* _SET PROBLEM_:
Repeat verbatim the lines of the data below, beginning with the line containing "Could you locate every bamboo log" and continuing to the end.

----- EXTRACTED MATERIAL

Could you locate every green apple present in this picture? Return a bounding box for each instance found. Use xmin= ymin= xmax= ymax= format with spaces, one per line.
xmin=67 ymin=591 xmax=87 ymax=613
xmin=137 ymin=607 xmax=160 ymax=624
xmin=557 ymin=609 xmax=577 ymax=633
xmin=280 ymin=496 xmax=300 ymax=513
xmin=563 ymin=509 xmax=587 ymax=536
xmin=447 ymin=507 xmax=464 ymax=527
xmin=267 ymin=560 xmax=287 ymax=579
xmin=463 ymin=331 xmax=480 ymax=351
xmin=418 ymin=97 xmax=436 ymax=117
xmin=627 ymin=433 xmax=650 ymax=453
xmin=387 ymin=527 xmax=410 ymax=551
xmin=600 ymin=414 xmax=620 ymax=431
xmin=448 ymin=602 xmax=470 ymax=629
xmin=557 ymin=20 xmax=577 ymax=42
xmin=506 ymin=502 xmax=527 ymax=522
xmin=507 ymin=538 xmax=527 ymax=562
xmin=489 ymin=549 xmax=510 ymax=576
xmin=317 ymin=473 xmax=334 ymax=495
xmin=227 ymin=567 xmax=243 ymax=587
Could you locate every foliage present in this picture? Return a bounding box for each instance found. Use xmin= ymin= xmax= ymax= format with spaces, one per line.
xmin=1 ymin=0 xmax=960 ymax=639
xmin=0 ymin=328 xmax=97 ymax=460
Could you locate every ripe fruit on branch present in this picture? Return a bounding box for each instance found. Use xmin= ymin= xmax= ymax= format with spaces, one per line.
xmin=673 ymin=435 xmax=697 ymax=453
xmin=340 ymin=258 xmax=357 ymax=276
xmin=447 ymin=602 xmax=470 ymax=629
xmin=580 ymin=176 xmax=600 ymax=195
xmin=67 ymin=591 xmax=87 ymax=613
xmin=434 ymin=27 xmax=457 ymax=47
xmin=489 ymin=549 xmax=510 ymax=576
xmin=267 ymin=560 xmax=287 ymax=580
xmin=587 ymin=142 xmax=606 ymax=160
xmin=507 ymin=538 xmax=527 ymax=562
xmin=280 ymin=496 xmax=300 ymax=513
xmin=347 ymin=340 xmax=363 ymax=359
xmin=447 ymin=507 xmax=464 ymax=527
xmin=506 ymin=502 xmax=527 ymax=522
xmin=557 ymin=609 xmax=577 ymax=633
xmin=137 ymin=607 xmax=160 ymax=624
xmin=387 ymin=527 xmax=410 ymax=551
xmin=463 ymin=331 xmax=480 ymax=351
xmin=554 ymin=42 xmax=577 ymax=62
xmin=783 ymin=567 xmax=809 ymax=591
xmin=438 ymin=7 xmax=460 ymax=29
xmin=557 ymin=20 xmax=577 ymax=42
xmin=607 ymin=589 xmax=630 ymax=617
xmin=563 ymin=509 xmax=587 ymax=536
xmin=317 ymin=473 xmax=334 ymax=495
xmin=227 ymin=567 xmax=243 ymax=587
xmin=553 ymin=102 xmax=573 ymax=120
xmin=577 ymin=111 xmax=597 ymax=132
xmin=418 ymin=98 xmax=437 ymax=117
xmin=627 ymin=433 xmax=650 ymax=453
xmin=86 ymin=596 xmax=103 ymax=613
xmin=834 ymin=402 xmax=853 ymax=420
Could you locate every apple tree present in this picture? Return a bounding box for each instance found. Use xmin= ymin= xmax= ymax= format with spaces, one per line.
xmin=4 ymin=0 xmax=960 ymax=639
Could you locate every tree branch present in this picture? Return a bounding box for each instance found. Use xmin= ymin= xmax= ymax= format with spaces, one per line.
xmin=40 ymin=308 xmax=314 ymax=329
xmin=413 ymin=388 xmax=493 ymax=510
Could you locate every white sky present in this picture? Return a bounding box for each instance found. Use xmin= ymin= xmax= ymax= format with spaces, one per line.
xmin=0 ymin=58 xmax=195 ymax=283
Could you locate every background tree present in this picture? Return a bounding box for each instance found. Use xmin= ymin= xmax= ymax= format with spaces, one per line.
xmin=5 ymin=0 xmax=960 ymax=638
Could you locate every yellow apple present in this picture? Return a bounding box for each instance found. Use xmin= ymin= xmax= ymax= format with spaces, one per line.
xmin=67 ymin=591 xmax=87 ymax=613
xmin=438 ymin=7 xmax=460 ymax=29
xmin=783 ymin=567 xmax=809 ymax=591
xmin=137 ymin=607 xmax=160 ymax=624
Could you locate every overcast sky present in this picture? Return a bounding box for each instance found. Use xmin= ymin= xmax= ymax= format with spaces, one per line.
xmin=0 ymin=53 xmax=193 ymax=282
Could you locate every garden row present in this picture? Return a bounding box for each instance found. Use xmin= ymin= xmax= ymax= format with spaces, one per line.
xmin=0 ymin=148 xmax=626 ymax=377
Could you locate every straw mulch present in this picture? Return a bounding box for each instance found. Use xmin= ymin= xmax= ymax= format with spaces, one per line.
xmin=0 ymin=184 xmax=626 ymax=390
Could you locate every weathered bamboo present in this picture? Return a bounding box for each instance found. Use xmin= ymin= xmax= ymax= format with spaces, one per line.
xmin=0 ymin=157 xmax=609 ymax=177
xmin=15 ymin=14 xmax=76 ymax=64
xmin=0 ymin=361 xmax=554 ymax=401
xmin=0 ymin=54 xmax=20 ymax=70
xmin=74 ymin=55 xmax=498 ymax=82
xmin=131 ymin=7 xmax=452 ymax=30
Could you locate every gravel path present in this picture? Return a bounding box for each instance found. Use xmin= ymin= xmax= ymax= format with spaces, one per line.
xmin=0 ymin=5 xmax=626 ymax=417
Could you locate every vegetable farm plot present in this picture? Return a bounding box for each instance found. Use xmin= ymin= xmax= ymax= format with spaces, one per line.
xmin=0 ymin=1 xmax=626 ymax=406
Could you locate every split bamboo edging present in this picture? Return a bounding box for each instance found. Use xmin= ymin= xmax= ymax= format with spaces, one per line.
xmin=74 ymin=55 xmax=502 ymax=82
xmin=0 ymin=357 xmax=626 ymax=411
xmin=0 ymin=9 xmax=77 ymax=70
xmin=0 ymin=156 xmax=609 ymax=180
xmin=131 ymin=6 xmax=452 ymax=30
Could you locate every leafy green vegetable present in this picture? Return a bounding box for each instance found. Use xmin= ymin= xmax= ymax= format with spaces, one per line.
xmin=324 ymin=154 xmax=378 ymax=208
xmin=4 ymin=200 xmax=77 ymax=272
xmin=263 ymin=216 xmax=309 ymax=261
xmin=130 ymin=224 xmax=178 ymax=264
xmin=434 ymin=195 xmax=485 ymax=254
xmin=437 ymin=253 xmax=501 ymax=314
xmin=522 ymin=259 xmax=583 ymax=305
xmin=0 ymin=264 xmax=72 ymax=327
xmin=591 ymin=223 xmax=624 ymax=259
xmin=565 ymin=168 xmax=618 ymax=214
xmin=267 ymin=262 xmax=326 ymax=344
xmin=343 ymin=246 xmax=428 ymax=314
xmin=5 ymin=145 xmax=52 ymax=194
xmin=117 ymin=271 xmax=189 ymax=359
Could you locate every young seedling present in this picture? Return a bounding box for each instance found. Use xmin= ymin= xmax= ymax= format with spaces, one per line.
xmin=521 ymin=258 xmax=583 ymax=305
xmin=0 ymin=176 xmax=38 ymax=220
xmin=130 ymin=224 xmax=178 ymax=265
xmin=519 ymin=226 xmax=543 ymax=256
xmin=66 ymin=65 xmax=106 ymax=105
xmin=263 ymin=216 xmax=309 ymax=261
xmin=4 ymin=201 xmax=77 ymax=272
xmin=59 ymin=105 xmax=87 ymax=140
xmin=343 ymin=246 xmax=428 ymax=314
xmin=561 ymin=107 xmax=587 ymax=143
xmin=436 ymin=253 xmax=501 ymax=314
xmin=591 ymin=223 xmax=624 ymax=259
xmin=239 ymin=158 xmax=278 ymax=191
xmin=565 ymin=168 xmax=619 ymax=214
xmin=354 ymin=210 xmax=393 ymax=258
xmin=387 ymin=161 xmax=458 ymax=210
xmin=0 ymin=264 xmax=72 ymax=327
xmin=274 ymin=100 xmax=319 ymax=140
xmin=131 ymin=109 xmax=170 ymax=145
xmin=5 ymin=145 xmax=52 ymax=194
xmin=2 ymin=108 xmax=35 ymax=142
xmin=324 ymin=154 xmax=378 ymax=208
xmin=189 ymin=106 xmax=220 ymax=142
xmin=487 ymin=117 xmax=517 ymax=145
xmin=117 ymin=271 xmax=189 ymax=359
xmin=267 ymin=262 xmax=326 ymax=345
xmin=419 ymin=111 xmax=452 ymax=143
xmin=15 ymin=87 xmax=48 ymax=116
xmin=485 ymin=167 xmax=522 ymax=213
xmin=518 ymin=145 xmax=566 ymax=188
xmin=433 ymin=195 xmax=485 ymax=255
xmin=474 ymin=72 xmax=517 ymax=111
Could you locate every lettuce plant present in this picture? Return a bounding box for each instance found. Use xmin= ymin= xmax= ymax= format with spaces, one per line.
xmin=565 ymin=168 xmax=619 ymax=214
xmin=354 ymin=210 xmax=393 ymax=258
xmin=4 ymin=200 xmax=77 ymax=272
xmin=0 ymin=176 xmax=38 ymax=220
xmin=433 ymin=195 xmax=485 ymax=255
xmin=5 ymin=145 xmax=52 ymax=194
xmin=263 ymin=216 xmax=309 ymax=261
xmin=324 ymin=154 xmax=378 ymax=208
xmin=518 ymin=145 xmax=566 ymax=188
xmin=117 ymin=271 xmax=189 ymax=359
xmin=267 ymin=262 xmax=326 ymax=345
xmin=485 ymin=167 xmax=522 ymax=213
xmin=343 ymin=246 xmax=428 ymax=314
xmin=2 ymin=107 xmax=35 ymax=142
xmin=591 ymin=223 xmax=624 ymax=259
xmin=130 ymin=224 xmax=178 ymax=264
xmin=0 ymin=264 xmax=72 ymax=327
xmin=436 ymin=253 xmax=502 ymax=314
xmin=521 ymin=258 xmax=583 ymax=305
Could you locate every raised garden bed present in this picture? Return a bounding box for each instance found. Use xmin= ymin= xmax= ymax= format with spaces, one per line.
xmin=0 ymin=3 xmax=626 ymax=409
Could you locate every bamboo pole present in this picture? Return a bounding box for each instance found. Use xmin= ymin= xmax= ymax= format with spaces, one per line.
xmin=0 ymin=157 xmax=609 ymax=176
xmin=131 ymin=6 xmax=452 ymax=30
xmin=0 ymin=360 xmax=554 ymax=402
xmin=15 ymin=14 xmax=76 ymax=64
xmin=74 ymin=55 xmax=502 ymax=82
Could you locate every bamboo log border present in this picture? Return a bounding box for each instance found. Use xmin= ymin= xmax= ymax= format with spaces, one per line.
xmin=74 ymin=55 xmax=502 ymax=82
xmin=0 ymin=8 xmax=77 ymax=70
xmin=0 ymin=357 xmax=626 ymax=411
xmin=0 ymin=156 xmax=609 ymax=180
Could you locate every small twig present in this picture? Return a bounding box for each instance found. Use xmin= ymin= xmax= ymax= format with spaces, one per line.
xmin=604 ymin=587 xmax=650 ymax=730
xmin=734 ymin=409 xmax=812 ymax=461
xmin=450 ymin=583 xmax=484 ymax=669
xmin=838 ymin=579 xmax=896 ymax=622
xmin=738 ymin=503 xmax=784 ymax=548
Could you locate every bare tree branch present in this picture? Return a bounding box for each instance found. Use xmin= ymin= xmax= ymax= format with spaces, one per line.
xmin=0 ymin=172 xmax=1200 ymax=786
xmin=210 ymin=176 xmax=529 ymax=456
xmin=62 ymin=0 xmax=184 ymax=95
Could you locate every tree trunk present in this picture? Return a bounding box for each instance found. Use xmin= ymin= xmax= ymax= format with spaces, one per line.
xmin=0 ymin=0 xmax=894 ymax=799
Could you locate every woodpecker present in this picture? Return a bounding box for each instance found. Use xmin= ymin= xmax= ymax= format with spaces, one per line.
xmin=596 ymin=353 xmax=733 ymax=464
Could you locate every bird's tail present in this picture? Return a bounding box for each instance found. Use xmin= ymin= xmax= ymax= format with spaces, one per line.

----------

* _TASK RESPONSE_:
Could you locate every bamboo log border present in this picture? Return a bounding box for each instance found. Use xmin= ymin= xmax= ymax= format with spaces, one per line.
xmin=74 ymin=55 xmax=502 ymax=82
xmin=0 ymin=8 xmax=77 ymax=70
xmin=0 ymin=357 xmax=626 ymax=411
xmin=0 ymin=156 xmax=609 ymax=180
Could you locate every small twig present in this picture? Return a bounding box for each instance found. Use xmin= ymin= xmax= ymax= format with spaces, one per line.
xmin=604 ymin=587 xmax=650 ymax=730
xmin=734 ymin=409 xmax=812 ymax=461
xmin=450 ymin=583 xmax=484 ymax=669
xmin=838 ymin=579 xmax=896 ymax=622
xmin=738 ymin=503 xmax=784 ymax=548
Could you locate every bare tree branch present in this picture? Return a bounding box for each instance found. Use xmin= ymin= xmax= ymax= format with spaces, one per line.
xmin=0 ymin=172 xmax=1200 ymax=786
xmin=210 ymin=176 xmax=529 ymax=456
xmin=62 ymin=0 xmax=184 ymax=95
Could you locate every tree trunk present in this picture? Return a bounding box for each instance found. Use xmin= ymin= xmax= ymax= format with spaces, one per line.
xmin=0 ymin=0 xmax=894 ymax=799
Could you locate every woodpecker present in this picture? Return a bounding box for each instance found. Use xmin= ymin= xmax= ymax= format with spaces, one per line.
xmin=596 ymin=353 xmax=733 ymax=464
Could you locate every bird's tail present in this picture? Return a bounding box for each instance found. Use xmin= ymin= xmax= ymax= format with spaces, one per line.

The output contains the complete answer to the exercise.